▶ _GIVEN PROBLEM 1_:
In the passage on the reaction of SiH with O2, what spin density does the terminal oxygen atom in HSiOO exhibit?
▶ _GIVEN PROBLEM 2_:
Carry on the passage about the reaction of SiH with O2 from the point where it stops.

▶ _SUPPLIED TEXT_:
▬▬▬▬▬▬
Let us first address the barrierless character of the reaction of SiH with O2. The initial addition step to [i1] has no barrier because it represents an association of two species, each of them having at least one unpaired electron, in this case a radical (SiH) and a diradical (O2). During the association process two unpaired electrons from the two interacting moieties form an electron pair thus creating a new Si-O single bond. Such radical/(di)radical reactions occur without barriers. While the complex [i1] is formed, the total spin of the doublet/triplet pair is converted to a doublet due to the formation of the extra electron pair. The calculated spin density distribution in [i1] shows that the remaining unpaired electron in HSiOO is localized on the terminal oxygen atom, which exhibits a spin density of 0.91 (Fig. 3). It is interesting to note that the related reactions of Si with O2 (diradical/diradical) and singly ionized silicon (Si+) with O2 (radical/diradical) are also barrierless41,42. However, these reactions cannot produce SiO2 or singly ionized silicon dioxide (SiO2+) under single collision conditions as prevailing in the low density ISM. Here, SiO2 and SiO2+ represent highly exothermic reaction intermediates residing in deep potential wells, and their internal energy due to chemical activation has to be dissipated. The energy dissipation may occur either via deactivation through third-body collisions or via fragmentation to SiO plus O or singly ionized silicon monoxide (SiO+) plus O, respectively. Whereas third-body collisions prevent the dissociation of SiO2 when the reaction of Si with O2 takes place in a 0.37 K superfluid helium droplet43, the fragmentation channels take over at low pressures where collision deactivations are inefficient. Indeed, the reaction of Si with O2 is usually invoked as one of the main source of SiO44. Crossed molecular beam studies of this system have firmly established SiO plus O as the reaction products under nearly zero-pressure conditions45 as corroborated by theoretical quasiclassical trajectory calculations46. An alternative reaction leading to the formation of SiO2 plus O, i.e., the reaction of SiO with O2, which plays an important role in fabrication of silicon oxide films at elevated temperatures47, is known to be endothermic by 28 kJ mol−1 and has a barrier of at least 91 kJ mol−1 and hence cannot occur in low-temperature interstellar environments48.
▬▬▬▬▬▬
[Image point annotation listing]

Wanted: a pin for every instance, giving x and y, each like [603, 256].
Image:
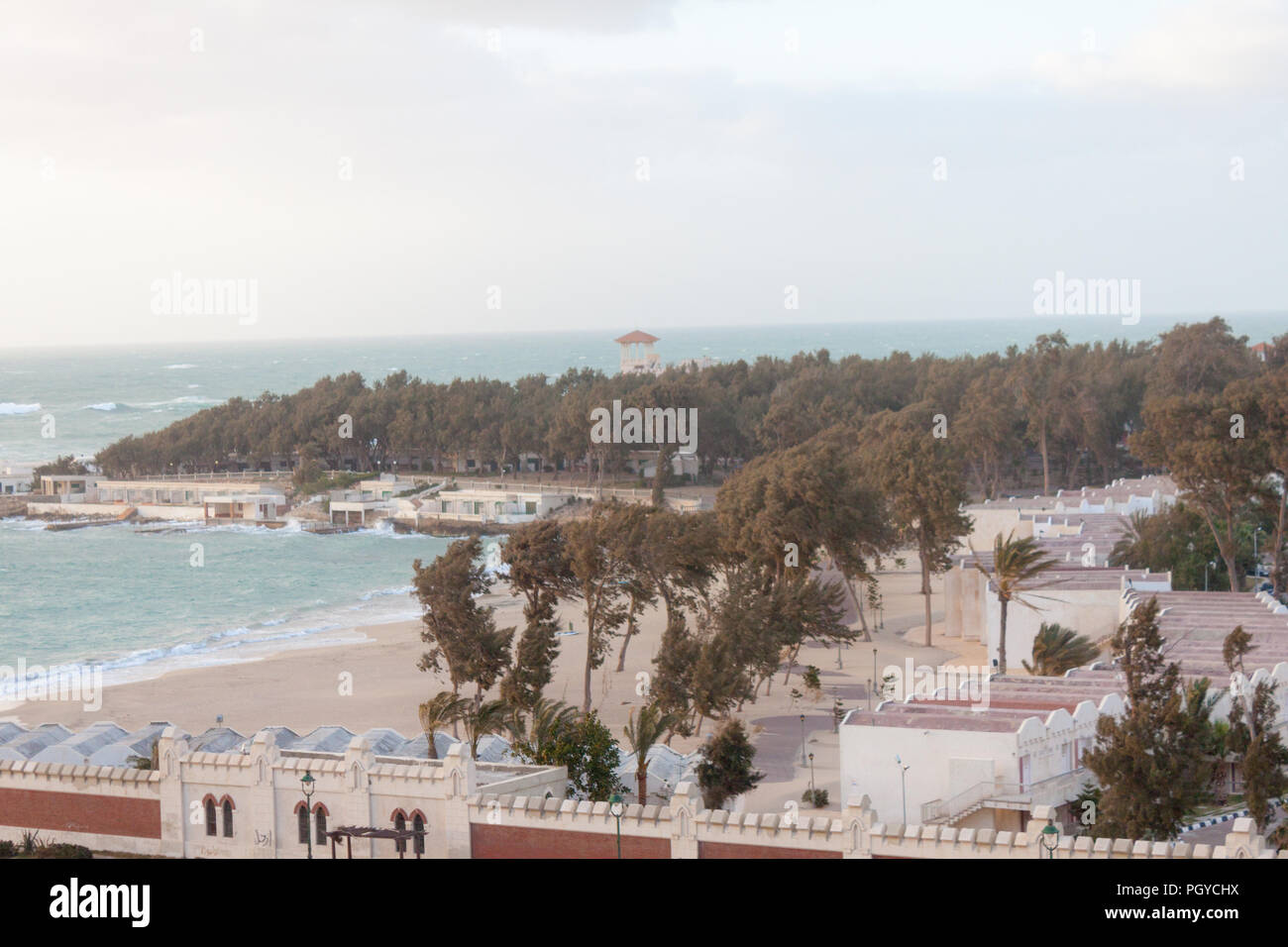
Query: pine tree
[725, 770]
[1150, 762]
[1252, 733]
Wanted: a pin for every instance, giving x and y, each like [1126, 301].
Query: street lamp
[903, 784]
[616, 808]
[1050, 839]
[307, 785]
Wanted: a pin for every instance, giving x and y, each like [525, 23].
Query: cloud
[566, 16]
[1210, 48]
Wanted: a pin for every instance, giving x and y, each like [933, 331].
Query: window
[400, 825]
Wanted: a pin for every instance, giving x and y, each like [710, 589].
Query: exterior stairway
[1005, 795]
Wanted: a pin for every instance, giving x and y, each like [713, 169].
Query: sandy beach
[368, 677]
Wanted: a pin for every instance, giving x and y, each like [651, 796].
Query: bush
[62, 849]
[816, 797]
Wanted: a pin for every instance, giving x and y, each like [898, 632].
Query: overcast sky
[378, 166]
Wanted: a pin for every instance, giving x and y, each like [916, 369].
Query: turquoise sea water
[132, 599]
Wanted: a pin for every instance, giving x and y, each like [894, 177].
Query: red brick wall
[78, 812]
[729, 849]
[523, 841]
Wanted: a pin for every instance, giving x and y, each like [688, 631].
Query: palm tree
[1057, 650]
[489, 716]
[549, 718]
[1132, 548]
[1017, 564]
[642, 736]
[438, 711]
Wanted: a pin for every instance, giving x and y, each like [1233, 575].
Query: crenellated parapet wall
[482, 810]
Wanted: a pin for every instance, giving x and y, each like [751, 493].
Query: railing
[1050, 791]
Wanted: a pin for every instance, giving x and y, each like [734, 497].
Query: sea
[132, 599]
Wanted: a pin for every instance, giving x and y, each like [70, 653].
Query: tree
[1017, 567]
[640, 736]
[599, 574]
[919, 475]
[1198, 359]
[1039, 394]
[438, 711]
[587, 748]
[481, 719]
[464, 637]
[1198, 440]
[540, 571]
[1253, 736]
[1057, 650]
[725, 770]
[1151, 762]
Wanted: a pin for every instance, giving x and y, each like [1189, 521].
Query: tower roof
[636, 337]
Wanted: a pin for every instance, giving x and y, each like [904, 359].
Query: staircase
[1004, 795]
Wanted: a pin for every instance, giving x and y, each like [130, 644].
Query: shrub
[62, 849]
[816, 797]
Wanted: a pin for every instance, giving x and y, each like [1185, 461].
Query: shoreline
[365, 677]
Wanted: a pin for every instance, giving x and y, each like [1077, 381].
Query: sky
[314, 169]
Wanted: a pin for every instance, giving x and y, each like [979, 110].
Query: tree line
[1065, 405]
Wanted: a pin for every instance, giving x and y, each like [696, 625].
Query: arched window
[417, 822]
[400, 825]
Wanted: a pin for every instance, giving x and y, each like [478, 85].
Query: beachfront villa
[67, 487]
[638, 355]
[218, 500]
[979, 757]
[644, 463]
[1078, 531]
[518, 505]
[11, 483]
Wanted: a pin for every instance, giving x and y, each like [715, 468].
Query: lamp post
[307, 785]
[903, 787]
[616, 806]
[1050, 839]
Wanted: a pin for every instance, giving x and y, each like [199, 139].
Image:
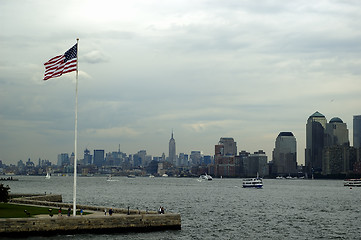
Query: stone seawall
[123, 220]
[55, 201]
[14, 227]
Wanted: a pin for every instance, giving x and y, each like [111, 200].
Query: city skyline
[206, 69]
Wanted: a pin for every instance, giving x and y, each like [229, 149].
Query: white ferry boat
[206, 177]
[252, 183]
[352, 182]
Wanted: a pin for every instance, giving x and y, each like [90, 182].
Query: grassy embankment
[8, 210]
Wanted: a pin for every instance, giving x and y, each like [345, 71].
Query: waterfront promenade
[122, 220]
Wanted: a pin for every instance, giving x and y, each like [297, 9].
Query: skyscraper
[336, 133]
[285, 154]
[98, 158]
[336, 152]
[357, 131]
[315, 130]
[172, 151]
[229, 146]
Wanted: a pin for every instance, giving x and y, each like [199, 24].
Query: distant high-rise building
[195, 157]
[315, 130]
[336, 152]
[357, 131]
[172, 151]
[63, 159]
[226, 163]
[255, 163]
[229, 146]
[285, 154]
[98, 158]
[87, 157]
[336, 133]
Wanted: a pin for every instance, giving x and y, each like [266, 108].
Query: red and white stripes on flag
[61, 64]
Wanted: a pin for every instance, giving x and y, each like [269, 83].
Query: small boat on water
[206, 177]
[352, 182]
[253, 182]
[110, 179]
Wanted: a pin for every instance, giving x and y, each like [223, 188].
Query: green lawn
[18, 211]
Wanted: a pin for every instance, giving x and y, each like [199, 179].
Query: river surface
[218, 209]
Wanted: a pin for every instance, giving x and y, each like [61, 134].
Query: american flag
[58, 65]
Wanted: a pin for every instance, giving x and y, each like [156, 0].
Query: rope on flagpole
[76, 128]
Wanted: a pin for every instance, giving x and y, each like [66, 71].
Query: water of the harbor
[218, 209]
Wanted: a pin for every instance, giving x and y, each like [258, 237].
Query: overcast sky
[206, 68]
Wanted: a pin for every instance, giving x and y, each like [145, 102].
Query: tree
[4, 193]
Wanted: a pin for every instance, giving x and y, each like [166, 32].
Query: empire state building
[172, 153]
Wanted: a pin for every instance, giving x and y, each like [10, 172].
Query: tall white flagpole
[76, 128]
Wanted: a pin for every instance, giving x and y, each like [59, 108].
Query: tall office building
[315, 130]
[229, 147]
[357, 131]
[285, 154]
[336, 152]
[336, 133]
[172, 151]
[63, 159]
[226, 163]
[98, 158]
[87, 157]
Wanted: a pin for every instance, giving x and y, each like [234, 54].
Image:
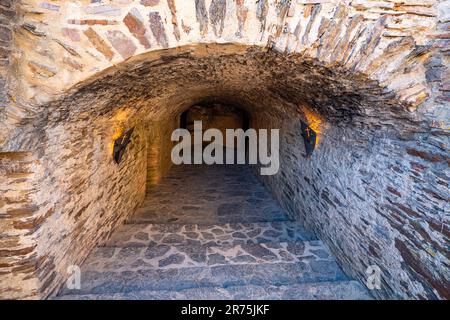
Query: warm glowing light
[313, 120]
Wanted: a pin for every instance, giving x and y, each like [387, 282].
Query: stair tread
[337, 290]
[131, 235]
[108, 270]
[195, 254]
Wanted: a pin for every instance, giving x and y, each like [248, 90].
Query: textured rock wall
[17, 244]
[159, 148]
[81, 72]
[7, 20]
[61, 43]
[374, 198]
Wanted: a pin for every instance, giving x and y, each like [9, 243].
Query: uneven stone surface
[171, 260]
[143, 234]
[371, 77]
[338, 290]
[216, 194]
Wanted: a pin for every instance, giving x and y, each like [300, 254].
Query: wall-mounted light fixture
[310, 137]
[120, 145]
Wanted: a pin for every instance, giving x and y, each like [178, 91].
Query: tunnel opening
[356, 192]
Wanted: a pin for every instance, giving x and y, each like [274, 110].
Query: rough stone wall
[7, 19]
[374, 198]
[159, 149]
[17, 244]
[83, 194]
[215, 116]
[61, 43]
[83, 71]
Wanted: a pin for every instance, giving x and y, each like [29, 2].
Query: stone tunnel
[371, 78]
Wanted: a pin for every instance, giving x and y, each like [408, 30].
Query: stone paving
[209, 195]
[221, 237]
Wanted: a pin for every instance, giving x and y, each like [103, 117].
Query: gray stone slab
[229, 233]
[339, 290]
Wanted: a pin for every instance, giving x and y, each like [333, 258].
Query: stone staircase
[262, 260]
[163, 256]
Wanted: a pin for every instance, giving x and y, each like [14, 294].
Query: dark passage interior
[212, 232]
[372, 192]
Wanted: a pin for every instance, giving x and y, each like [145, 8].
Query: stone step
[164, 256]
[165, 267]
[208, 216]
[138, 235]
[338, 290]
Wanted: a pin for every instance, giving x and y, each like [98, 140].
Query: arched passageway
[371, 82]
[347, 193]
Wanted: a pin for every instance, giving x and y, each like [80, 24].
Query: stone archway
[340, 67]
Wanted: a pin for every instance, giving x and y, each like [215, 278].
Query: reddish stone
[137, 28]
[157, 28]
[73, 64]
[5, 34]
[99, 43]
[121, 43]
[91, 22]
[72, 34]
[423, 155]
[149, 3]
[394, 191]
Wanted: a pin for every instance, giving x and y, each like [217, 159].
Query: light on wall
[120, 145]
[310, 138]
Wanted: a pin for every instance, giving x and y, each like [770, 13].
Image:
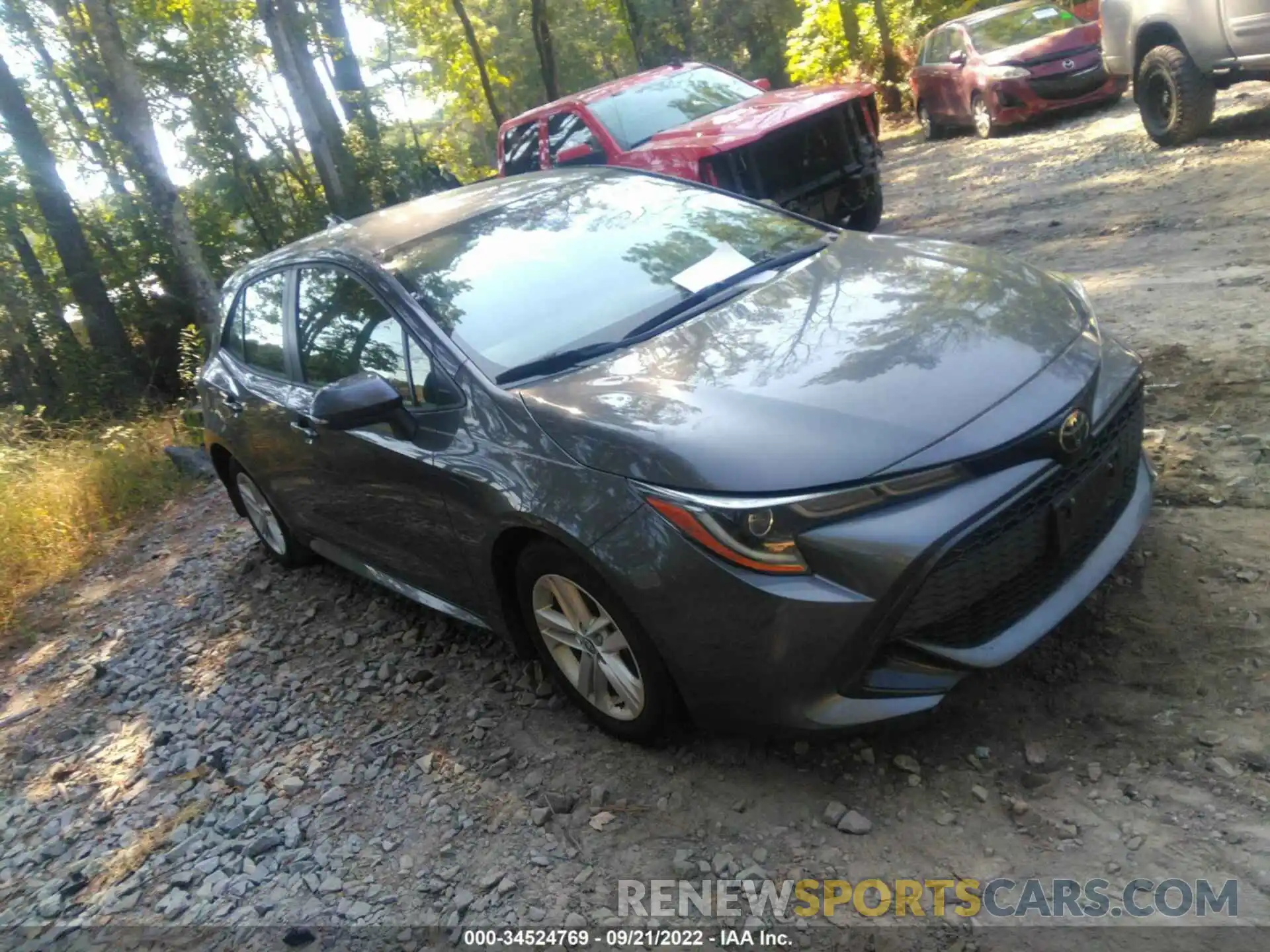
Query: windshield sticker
▬▬▬▬▬▬
▶ _RESPONSE 1_:
0.91

▶ _RESPONSE 2_:
The SiH reaction with O2 is akin to reaction of the isovalent methylidyne radical (CH) with O2, which is also known to be barrierless and consequently very fast at the collisional kinetic limit even at extremely low temperatures such as 13 K49. Theoretically, low-temperature rate coefficients for this system have been evaluated using long-range transition state theory and the calculations reproduced the experimental values within a factor of two to three50. Here we exploited the same theoretical method to compute rate coefficients for the SiH-O2 reaction and obtained values slightly increasing from 3.1×10−10 cm3 molecule-1 s-1 at 10 K to 4.4×10−10 and 5.3×10−10 cm3 molecule-1 s-1 at 100 and 300 K, respectively, compared to an experimental value of 1.7×10−10 cm3 molecule-1 s-1 at 298 K51. A comparison of the rate coefficients at 13 K for the CH-O2 (1.5×10−10 cm3 molecule-1 s-1 (experiment) and 2.9×10−10 cm3 molecule-1 s-1 (theory)) and SiH-O2 (3.2×10−10 cm3 molecule-1 s-1 (theory)) reveals that both reactions should be nearly equally fast. The calculations also demonstrate that the long-range SiH/O2 interaction is dominated by dispersion forces, with small contributions from dipole (SiH)—induced dipole (O2) and dipole (SiH)—quadrupole (O2) interactions.

Having established the formation of SiO2 along with SiO under single collision conditions in the laboratory and through electronic structure calculations, we now discuss potential astrochemical implications. It is essential to transfer these findings to ‘real’ extraterrestrial environments since all experiments conducted under well-defined laboratory conditions can hardly mimic the chemical complexity of the ISM, where both neutral–neutral and ion–molecule reactions along with photochemical processes occur simultaneously6,38,52. Our studies indicate unambiguously that the reaction has no entrance barrier, all barriers involved in the formation of the silicon oxides are well below the energy of the separated reactants, and the overall reactions to form the silicon oxides are exothermic. These findings represent a crucial prerequisite for this reaction to be important in low-temperature molecular clouds; any barrier would block these reactions in low-temperature interstellar environments. Therefore, our results can be universally applied to any cold interstellar environment such as molecular clouds, where ice mantles can be removed from grains, and where adequate concentrations of SiH radicals and O2 exist.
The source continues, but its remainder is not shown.